### Requirement
Reproduce word for word the stretch of the passage about unrestrained pets in cars from "The epidemic is" through "injury or death.".

* BEGIN Text passage *

Live free or die, goes the state´s motto, but Spike and Spot don´t have that liberty. And with due reason. Seven other states, Connecticut, California, Massachusetts, Nevada, Washington, Oregon and Rhode Island require owners to kennel or tether animals because of the severe danger the sudden stops and potential collisions pose to pets. An unrestrained dog can land you with a ticket between $50 and $200.
Animal lovers would almost always rather take their pet with them to run errands or on a road trip than leave them at home or at a pet motel. But for all that love for canines, most drivers have seen "dog people" take things too far, driving with their dogs in their laps or lying around their shoulders like a neck pillow and, yes, sometimes at the wheel.
And it´s a double dose of danger: for the distracted driver and the unrestrained animal.
"If you make a sudden stop, your dog can be thrown through the windshield," said Loretta Worters, spokesperson for the Insurance Institute for Highway Safety. "He could also be thrown to the floor and interfere with access to gas and brake pedals."
The epidemic is so high that some insurance companies like Progressive and State Farm are offering collision coverage for customers´ dogs or cats at no additional premium cost. The insurance will pay up to $1,000 if a customer´s dog or cat suffers injury or death.

* END Text passage *
* BEGIN Records supplied *

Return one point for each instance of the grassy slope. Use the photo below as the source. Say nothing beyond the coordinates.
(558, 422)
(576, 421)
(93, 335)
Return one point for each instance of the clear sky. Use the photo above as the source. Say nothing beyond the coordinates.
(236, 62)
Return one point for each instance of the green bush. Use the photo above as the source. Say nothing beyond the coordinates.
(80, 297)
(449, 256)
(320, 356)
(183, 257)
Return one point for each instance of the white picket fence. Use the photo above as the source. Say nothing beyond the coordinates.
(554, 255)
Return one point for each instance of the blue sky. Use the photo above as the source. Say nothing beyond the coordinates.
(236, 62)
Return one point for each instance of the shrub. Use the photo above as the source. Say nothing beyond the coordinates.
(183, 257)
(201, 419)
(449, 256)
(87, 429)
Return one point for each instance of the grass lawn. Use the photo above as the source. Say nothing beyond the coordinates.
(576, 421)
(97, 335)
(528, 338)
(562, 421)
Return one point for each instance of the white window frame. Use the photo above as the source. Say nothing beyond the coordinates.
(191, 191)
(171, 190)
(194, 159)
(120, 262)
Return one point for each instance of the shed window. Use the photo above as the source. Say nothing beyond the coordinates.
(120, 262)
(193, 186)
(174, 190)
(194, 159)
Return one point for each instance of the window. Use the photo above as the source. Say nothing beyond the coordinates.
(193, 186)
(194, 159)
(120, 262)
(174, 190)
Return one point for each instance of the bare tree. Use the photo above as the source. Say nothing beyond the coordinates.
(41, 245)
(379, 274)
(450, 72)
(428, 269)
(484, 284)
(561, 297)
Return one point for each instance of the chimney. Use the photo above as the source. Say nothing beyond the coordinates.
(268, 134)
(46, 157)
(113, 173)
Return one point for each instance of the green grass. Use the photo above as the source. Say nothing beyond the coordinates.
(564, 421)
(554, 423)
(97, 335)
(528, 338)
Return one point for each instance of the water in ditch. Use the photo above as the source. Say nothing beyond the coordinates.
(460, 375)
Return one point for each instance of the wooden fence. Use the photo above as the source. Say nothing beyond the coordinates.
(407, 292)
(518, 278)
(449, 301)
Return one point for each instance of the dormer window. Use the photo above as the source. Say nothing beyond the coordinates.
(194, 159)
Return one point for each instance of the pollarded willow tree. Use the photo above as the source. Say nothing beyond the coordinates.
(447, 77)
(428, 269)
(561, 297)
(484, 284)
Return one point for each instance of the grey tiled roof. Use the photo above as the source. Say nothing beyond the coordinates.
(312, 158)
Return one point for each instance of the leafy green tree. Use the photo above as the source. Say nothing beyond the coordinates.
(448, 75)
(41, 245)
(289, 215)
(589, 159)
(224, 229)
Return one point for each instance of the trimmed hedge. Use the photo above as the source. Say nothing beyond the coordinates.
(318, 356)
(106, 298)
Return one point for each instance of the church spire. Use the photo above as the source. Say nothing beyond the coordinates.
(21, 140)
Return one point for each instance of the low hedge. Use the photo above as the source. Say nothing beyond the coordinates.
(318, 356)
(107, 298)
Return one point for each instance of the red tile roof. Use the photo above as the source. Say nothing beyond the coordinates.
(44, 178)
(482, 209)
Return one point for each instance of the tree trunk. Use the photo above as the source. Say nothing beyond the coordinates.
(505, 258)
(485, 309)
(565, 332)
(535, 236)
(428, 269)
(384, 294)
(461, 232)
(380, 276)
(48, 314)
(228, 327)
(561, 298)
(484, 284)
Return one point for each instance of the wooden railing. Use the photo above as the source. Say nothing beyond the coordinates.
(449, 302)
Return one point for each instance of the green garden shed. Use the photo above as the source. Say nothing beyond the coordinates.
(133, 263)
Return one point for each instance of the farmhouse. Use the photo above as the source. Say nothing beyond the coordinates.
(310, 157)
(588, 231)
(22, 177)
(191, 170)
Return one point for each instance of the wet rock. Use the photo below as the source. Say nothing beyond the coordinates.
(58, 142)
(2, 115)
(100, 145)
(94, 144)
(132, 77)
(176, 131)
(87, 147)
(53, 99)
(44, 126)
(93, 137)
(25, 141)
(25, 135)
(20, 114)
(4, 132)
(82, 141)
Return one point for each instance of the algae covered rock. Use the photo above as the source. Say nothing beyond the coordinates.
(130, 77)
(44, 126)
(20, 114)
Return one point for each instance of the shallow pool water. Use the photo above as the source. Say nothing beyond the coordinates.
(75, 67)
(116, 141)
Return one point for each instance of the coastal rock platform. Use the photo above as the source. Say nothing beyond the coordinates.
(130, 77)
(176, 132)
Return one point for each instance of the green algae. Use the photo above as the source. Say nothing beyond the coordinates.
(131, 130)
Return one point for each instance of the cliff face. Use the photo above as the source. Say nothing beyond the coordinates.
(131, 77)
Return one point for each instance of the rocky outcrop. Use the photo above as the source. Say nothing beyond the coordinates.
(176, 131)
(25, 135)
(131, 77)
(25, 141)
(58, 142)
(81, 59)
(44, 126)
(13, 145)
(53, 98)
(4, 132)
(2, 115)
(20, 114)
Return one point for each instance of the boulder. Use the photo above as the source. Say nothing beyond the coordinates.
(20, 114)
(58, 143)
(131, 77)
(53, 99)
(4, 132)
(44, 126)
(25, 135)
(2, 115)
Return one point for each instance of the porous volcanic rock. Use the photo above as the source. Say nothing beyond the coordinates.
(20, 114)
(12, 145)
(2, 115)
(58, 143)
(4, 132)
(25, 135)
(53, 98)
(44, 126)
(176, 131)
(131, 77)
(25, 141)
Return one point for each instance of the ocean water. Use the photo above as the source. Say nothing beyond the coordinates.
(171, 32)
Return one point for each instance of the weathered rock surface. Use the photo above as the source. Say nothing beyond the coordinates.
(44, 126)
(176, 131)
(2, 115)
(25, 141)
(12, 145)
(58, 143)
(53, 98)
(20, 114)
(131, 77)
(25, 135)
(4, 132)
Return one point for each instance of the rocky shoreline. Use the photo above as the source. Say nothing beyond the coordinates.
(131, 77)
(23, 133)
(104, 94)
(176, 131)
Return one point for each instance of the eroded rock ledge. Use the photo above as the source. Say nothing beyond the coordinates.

* END Records supplied *

### Full answer
The epidemic is so high that some insurance companies like Progressive and State Farm are offering collision coverage for customers´ dogs or cats at no additional premium cost. The insurance will pay up to $1,000 if a customer´s dog or cat suffers injury or death.